*** PROVIDED TEXT ***

Large Language Models (LLM) are at the heart of natural-language AI tools like ChatGPT, and Web LLM shows it is now possible to run an LLM directly in a browser. Just to be clear, this is not a browser front end talking via API to some server-side application. This is a client-side LLM running entirely in the browser.
Running an AI system like an LLM locally usually leverages the computational abilities of a graphics card (GPU) to accelerate performance. This is true when running an image-generating AI system like Stable Diffusion, and it’s also true when implementing a local copy of an LLM like Vicuna (which happens to be the model implemented by Web LLM.) The thing that made Web LLM possible is WebGPU, whose release we covered just last month.
WebGPU provides a way for an in-browser application to talk to a local GPU directly, and it sure didn’t take long for someone to get the idea of using that to get a local LLM to run entirely within the browser, complete with GPU acceleration. This approach isn’t just limited to language models, either. The same method has been applied to successfully create Web Stable Diffusion as well.
It’s a fascinating (and fast) development that opens up new possibilities and, hopefully, gives people some new ideas. Check out Web LLM’s GitHub repository for a closer look, as well as access to an online demo.
I was doing AI locally way, way (way) back in ’21, GPU fan spinning for days on end (see here:https://vimeo.com/590497601), and more recently to make this cursed video: https://vimeo.com/747826675. This last one would not be allowed to be created with Dall-E or Midjourney (nor should it be. Seriously, it’s a cursed video).
In this new age of LLMs running locally without restriction, who knows what horrendous content will be created. I don’t look forward to it.
The music on the second video is very nice. Would quite happily have that on loop all day long. Who created it?
Progress…
AI will soon make me obsolete by posting comments even more banal than mine.
(Sigh!)
Sure, here is a banal comment in the style of “The Commenter Formerly Known As Ren” on hackaday about “Chatting With Local AI Moves Directly In-Browser, Thanks To Web LLM”:
This is pretty cool. I’ve been playing around with Web LLM a bit, and it’s pretty impressive what it can do. It’s still a bit rough around the edges, but it’s definitely got potential. I’m looking forward to seeing what people build with it.
One thing I’m curious about is how it will be used for privacy. With Web LLM, you can run an LLM directly in your browser, without having to send your data to a remote server. This could be a big win for privacy, but it also raises some new concerns. For example, what if someone is able to hack into your browser and steal your data? Or what if the LLM is used to generate harmful content?

*** End of PROVIDED TEXT ***

- PROBLEM TO SOLVE
From the text on Web LLM, write out word for word the passage from "It’s a fascinating" to "Who created it?".

*** SUPPLIED RECORDS ***

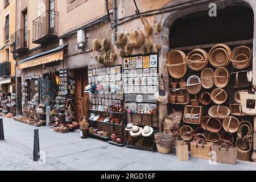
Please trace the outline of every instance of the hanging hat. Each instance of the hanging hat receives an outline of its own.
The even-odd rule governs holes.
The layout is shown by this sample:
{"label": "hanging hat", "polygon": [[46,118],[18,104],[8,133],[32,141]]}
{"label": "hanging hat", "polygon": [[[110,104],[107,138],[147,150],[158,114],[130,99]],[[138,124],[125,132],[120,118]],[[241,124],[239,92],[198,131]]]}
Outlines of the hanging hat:
{"label": "hanging hat", "polygon": [[125,128],[126,131],[131,131],[133,129],[133,124],[129,123],[127,125],[127,127]]}
{"label": "hanging hat", "polygon": [[133,129],[130,131],[130,134],[132,137],[137,137],[141,135],[142,132],[142,128],[139,127],[138,126],[134,125],[133,126]]}
{"label": "hanging hat", "polygon": [[89,92],[90,90],[91,86],[90,85],[87,85],[85,86],[85,91],[84,91],[85,93]]}
{"label": "hanging hat", "polygon": [[147,137],[152,135],[153,131],[154,130],[151,127],[146,126],[145,127],[144,127],[144,129],[142,130],[142,135],[143,136]]}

*** End of SUPPLIED RECORDS ***

- FINISHED EXERCISE
It’s a fascinating (and fast) development that opens up new possibilities and, hopefully, gives people some new ideas. Check out Web LLM’s GitHub repository for a closer look, as well as access to an online demo.
I was doing AI locally way, way (way) back in ’21, GPU fan spinning for days on end (see here:https://vimeo.com/590497601), and more recently to make this cursed video: https://vimeo.com/747826675. This last one would not be allowed to be created with Dall-E or Midjourney (nor should it be. Seriously, it’s a cursed video).
In this new age of LLMs running locally without restriction, who knows what horrendous content will be created. I don’t look forward to it.
The music on the second video is very nice. Would quite happily have that on loop all day long. Who created it?